REQUIRED WORK.
Only an exact copy of the entries will serve as the answer.

Dataset excerpts.
"""

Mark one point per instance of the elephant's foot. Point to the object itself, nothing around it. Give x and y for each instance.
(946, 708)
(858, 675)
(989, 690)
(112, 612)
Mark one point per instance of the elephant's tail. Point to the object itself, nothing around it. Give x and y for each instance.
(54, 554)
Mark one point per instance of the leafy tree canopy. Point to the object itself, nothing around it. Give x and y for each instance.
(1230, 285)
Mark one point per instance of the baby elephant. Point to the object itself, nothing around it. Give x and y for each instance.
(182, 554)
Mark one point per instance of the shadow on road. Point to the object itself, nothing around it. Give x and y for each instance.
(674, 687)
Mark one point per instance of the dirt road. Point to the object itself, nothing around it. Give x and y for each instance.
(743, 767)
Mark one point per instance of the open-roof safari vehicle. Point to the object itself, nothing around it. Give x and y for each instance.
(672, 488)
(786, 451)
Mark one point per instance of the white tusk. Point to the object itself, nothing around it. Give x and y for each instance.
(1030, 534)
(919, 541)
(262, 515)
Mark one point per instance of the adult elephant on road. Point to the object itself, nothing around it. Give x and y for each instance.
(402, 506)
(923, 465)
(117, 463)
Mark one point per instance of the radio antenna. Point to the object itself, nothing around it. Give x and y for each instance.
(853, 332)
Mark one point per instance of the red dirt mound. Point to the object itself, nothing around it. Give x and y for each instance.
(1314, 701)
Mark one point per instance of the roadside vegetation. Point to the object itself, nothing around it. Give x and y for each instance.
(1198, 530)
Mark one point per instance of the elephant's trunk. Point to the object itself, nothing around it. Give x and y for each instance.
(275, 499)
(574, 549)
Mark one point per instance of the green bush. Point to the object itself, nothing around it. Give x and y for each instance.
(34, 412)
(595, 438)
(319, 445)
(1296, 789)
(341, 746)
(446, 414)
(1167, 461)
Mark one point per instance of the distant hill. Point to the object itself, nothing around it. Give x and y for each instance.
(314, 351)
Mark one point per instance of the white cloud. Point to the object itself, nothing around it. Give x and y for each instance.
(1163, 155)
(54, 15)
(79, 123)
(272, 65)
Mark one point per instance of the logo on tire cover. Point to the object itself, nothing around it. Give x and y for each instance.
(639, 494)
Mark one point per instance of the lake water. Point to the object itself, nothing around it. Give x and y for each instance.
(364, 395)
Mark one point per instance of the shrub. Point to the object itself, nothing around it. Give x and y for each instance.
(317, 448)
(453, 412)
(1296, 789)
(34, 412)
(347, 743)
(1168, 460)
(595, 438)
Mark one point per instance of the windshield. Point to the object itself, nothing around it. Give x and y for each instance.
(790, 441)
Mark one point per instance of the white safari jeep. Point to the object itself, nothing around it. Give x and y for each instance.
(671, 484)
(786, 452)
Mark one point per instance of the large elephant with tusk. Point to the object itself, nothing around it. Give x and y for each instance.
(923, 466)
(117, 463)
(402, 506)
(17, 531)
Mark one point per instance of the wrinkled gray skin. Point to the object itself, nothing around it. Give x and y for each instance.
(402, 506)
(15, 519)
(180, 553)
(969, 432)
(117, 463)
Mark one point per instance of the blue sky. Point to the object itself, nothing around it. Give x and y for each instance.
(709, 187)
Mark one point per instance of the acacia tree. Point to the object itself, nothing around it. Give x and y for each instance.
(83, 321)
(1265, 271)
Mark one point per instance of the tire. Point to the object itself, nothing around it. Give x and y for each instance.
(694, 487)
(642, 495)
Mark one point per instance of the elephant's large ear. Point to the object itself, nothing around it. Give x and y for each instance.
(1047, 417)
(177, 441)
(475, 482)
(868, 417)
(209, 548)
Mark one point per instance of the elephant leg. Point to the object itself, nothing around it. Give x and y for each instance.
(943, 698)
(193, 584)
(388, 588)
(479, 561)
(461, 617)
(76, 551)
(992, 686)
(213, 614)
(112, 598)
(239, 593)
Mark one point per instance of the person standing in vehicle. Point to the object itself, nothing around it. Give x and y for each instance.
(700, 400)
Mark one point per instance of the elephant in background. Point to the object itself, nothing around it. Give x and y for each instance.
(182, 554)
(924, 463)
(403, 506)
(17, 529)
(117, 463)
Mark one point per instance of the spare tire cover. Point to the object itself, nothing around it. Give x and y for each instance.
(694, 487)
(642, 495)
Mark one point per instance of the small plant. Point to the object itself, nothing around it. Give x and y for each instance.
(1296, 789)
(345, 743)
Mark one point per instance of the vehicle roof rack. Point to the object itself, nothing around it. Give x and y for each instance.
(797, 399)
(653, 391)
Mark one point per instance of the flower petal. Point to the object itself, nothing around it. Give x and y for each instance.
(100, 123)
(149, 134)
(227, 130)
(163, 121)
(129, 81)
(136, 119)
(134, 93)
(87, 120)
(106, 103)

"""

SOLUTION FOR THIS PROBLEM.
Mark one point per instance of the elephant's foot. Point to the object itself, nothing around it. Give x and y for each instance.
(946, 708)
(858, 675)
(989, 690)
(112, 612)
Mark one point per instance of the elephant's tail. Point to the object itself, nothing around it. Give x and y for each instance.
(54, 554)
Mark one point per instance of the leafy tree canopy. Point to the object itself, nothing around it. Give x and y for each instance.
(1230, 285)
Mark one point per instance of the baby elephant. Point to the object itself, nothing around it. Give x and y for each instance.
(182, 554)
Mark one point per instance of the shadow on road. Point to the object itself, nothing around it. Give x and y for each instance.
(674, 687)
Mark one point per instance of the dirt road. Point to the object itself, nothing around it. Give x and y for each instance.
(743, 767)
Mark one point per instance of the open-roof safari vehicle. Point to the object itself, nothing around it. Give x and y for each instance.
(672, 488)
(786, 451)
Mark one point per instance of the white tusk. Point to the object itself, nothing around it. Give x and y for each instance.
(1030, 534)
(919, 541)
(262, 515)
Mark one point per instance of the adult elephant on road. Point to the object itself, nothing around it. Give x and y for each instance.
(402, 506)
(923, 465)
(117, 463)
Mark one point per instance of the radio antenna. Point to the object itself, nothing around it. Give x and y for each instance.
(853, 332)
Mark one point per instance of the red dirt mound. Point to the object itself, nothing around it. Give x and y for each instance.
(1314, 701)
Mark one point per instance of the roadside vegetation. Point to the object itself, nothing around it. Give x and y for each instance.
(1198, 530)
Mark one point per instance of the elephant's trunk. Point to the object itself, nothing around it. Give x and y for each instance.
(275, 499)
(574, 549)
Mark one point per instance of the green bush. Point to the object itself, nothing around it. Give x and y for each instance.
(34, 412)
(595, 438)
(319, 445)
(1296, 789)
(341, 746)
(446, 414)
(1167, 461)
Mark one point per instance of the distant hill. Point to the object itself, nothing around it. Give x and y for each instance.
(314, 351)
Mark one point per instance of the white cloud. Point to the object itself, nothing around it. Give x and y for each instance.
(1163, 155)
(54, 15)
(79, 123)
(272, 65)
Mark one point per instance of the logo on tire cover. Point to the object itself, nothing around it. Give x and y for each instance.
(639, 494)
Mark one point per instance of the lake water. Point to the object itself, nothing around it. Give x and y for each instance.
(364, 395)
Mark one point per instance of the shrub. Point to the object itself, nothing around it. Give x and y for each instance.
(317, 448)
(453, 412)
(1296, 789)
(34, 412)
(347, 743)
(1168, 460)
(595, 438)
Mark one point per instance of the windshield. Point to the object itself, nothing around it. Give x and y for each instance.
(790, 441)
Mark one point per instance of the white safari jeep. Point to the object itself, nothing around it. Give x and y for each instance.
(671, 484)
(786, 452)
Mark one point per instance of the large elephant with tusk. Point to the object itself, nothing around it. Give x and y for each instance.
(923, 466)
(117, 463)
(402, 506)
(17, 531)
Mark one point per instance of the wrinkled gray skin. Point to the object itself, nothing around it. Give x and y for each instance.
(402, 506)
(15, 519)
(180, 553)
(969, 432)
(117, 463)
Mark one point per instance of the blue sky. Point to the object itself, nothing around it. Give x and y for each instance.
(709, 187)
Mark one point per instance of the acacia tree. Point to the object itself, nothing around it. Give x and y for each instance.
(83, 321)
(1265, 271)
Mark one point per instance of the tire. Point to the object itself, nothing around it. Give x and y for each instance.
(694, 487)
(642, 495)
Mark one point per instance of the elephant's large ear. Point to the object itself, nothing around it. Give x and y for each instance.
(1047, 417)
(177, 441)
(475, 482)
(868, 417)
(209, 548)
Mark one point per instance of the elephant leg. Point to the object itself, nothing around it. Give x and y for each instance.
(943, 698)
(193, 584)
(388, 588)
(479, 561)
(461, 617)
(76, 551)
(992, 686)
(213, 614)
(112, 598)
(239, 593)
Mark one point per instance of the person standing in vehicle. Point to the object itself, nothing around it. Give x and y for each instance.
(700, 400)
Mark one point per instance of the elephant in background. Point to the object itself, nothing around it. Give x and y for each instance.
(182, 554)
(924, 463)
(403, 506)
(17, 529)
(117, 463)
Mark one point per instance of the spare tire cover. Point to the object itself, nothing around it. Give x and y for each instance.
(694, 487)
(642, 495)
Mark one point per instance of the small plant. Point to the object itself, nothing around it. Give x and y for each instance.
(1296, 789)
(345, 743)
Mark one point per instance of the vehicle roof rack. Point to the object itself, nothing around it. Give x and y for each instance.
(797, 399)
(653, 391)
Mark one point per instance of the flower petal. Point to the object itself, nothing around it. Give x and y for each instance.
(100, 123)
(149, 134)
(227, 130)
(163, 121)
(129, 81)
(136, 119)
(134, 93)
(87, 120)
(106, 103)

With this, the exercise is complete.